§ Record excerpts
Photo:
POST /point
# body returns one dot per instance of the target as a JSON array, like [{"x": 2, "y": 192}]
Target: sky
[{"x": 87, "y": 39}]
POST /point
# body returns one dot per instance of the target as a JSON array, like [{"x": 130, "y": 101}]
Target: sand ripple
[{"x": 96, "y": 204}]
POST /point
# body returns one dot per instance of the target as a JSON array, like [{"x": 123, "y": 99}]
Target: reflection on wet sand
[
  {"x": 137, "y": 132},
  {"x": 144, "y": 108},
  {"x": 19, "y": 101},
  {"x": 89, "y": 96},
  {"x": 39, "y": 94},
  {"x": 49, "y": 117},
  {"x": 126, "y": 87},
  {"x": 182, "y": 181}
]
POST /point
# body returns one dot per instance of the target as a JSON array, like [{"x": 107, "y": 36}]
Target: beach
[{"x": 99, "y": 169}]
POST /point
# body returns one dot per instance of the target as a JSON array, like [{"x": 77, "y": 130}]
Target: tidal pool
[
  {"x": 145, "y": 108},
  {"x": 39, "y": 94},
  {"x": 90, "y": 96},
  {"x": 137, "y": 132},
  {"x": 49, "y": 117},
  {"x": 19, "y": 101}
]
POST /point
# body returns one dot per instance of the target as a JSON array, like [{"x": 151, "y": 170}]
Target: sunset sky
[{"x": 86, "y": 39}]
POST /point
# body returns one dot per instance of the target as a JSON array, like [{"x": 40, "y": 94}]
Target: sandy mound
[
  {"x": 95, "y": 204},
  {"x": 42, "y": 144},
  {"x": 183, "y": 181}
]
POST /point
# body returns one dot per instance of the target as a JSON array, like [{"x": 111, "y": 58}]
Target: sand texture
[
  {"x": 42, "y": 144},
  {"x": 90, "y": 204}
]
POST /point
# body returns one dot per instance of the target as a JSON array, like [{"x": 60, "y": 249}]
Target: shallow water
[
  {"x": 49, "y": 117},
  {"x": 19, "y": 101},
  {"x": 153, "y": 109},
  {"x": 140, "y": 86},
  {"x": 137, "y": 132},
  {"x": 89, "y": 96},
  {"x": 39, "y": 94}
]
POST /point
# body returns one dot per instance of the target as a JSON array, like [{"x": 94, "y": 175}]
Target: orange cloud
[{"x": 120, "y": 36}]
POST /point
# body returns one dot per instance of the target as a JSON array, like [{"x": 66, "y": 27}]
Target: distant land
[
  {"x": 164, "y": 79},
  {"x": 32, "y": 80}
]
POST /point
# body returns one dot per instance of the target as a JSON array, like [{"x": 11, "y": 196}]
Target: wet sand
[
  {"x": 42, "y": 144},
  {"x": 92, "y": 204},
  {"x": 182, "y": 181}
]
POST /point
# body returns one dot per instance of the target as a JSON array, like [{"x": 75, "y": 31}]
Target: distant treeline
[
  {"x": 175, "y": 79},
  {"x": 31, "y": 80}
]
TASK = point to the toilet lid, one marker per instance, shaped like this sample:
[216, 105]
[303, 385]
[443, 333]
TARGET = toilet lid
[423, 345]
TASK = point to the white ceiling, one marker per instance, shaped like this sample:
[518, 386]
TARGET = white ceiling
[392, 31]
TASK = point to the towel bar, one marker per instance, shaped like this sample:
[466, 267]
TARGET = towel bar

§ Given exercise
Reproduce only those lines of the entries above that run from the line with "TASK = point to the toilet" to the final line.

§ Result of the task
TASK = point to the toilet lid, one marker per instance, shaped like this sample:
[216, 105]
[303, 385]
[443, 333]
TARGET = toilet lid
[423, 345]
TASK = point to the white ceiling, one marker per instance, shaped like this sample:
[518, 386]
TARGET = white ceiling
[392, 31]
TASK = point to the towel bar, one marker per instance, shaped like this sample:
[466, 267]
TARGET = towel bar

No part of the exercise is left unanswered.